**Given text:**
# # #

Background
Qi Baishi was born on January 1, 1864 in Xiangtan, Hunan, China into a peasant family.
齐白石
Qi Baishi was born on January 1, 1864 in Xiangtan, Hunan, China into a peasant family.
Qi's family was very poor and the young boy was unable to obtain normal schooling. When he was six or seven years old, his grandfather, writing with fire tongs in the ashes of the stove, began teaching the boy characters. Aware of his desire to study, his mother carefully saved their meager resources and when he was nine, she managed to send him to the village school, run by her father. In less than a year, however, Baishi was needed on the farm and had to leave the school. Qi also began painting at this time. During his lifetime, his mentors included Hu Qinyuan, Tan Pu and Wu Changshuo.
At the age of twelve, Qi was sent to study under the guidance of a carpenter. At that time, he also showed his creative skills: Baishi cut out animal figures, made snuffboxes and prints, reflecting traditional Chinese subjects.
By the age of twenty-seven, Qi had achieved some success as a portrait painter and was able to support his family solely through his activities as an artist. At the same time, he met several of the leading scholars and artists of the region and with them started to study poetry, painting and seal carving.

# # #

**Task prompt:** Please reproduce the Qi Baishi biography above word for word, from start to finish.

# # #

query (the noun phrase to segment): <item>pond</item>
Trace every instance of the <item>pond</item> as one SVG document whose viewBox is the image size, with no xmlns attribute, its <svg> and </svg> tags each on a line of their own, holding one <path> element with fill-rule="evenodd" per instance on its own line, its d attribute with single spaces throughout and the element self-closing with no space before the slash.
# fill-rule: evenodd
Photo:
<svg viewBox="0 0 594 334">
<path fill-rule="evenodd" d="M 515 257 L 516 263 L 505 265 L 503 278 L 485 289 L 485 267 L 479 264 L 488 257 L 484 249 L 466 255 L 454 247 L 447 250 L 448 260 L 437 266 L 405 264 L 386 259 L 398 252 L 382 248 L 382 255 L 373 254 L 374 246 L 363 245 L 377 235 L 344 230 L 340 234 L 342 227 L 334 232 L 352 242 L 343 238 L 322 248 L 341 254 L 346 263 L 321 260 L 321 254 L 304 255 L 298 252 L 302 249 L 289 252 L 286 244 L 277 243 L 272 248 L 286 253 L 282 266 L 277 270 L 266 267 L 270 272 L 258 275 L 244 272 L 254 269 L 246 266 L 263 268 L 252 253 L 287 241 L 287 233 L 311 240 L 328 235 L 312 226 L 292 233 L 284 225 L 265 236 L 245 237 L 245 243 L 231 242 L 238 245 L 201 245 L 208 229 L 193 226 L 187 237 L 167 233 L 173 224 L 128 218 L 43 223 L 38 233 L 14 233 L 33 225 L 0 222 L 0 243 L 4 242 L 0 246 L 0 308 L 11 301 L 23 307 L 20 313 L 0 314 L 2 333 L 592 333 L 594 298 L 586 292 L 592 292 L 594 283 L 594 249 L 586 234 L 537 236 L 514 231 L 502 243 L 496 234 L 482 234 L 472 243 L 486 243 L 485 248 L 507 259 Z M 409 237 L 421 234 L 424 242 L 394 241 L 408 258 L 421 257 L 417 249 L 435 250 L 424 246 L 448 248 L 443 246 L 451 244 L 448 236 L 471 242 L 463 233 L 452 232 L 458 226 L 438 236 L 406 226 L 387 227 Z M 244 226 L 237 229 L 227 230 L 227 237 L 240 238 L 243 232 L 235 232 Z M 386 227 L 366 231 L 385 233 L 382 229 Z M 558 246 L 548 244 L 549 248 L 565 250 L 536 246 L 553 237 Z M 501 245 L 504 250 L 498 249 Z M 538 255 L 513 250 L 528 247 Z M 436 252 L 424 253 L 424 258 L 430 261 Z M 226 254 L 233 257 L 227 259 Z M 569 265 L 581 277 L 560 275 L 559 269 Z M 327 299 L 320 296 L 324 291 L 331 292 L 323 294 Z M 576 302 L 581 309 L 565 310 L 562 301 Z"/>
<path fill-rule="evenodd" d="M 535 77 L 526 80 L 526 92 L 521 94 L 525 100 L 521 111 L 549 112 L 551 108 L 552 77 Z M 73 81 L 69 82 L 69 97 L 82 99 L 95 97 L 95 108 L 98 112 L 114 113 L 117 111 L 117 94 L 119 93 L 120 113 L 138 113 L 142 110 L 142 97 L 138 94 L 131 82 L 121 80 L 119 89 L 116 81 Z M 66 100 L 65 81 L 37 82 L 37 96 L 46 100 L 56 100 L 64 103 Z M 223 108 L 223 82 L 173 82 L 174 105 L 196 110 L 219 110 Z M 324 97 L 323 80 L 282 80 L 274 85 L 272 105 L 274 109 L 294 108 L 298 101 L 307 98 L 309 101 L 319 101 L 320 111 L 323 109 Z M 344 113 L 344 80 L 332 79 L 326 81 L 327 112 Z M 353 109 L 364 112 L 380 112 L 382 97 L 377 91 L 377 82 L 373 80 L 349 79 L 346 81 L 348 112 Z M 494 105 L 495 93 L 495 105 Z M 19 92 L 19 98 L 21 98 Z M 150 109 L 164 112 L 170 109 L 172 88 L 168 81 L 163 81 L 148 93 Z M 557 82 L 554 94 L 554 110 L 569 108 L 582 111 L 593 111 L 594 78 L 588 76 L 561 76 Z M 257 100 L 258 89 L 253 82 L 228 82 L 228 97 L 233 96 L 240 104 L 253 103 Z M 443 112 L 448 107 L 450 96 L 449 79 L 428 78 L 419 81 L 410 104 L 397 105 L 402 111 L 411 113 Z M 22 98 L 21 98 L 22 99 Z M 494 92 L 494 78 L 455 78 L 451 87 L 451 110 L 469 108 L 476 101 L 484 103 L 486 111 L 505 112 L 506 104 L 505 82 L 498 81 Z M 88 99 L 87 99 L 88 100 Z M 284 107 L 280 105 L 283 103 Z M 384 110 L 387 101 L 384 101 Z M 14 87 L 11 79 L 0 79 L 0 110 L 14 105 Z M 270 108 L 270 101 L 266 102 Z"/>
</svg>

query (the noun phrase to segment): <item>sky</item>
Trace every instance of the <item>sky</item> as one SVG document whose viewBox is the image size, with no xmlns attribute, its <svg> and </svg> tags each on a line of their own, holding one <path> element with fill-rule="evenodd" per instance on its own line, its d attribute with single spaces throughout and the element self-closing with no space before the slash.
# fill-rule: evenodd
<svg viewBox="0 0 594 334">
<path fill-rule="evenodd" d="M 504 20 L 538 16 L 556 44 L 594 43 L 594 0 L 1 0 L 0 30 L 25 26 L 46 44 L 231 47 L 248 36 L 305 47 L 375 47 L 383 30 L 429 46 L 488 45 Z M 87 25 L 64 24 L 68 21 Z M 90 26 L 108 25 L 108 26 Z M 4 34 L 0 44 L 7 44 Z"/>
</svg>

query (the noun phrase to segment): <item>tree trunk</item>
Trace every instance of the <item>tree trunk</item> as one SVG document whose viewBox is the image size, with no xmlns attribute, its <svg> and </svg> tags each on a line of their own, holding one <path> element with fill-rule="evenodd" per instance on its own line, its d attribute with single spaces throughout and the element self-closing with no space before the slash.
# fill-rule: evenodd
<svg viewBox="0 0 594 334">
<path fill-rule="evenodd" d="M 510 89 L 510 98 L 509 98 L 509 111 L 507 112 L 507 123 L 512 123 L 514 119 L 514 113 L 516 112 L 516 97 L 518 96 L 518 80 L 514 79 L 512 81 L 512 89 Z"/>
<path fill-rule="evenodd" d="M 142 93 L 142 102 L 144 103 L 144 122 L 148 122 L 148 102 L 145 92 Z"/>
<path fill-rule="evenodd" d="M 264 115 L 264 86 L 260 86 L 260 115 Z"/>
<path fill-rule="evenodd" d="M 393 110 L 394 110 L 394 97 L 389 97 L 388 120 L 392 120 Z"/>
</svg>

# # #

**Exercise output:**
Background
Qi Baishi was born on January 1, 1864 in Xiangtan, Hunan, China into a peasant family.
齐白石
Qi Baishi was born on January 1, 1864 in Xiangtan, Hunan, China into a peasant family.
Qi's family was very poor and the young boy was unable to obtain normal schooling. When he was six or seven years old, his grandfather, writing with fire tongs in the ashes of the stove, began teaching the boy characters. Aware of his desire to study, his mother carefully saved their meager resources and when he was nine, she managed to send him to the village school, run by her father. In less than a year, however, Baishi was needed on the farm and had to leave the school. Qi also began painting at this time. During his lifetime, his mentors included Hu Qinyuan, Tan Pu and Wu Changshuo.
At the age of twelve, Qi was sent to study under the guidance of a carpenter. At that time, he also showed his creative skills: Baishi cut out animal figures, made snuffboxes and prints, reflecting traditional Chinese subjects.
By the age of twenty-seven, Qi had achieved some success as a portrait painter and was able to support his family solely through his activities as an artist. At the same time, he met several of the leading scholars and artists of the region and with them started to study poetry, painting and seal carving.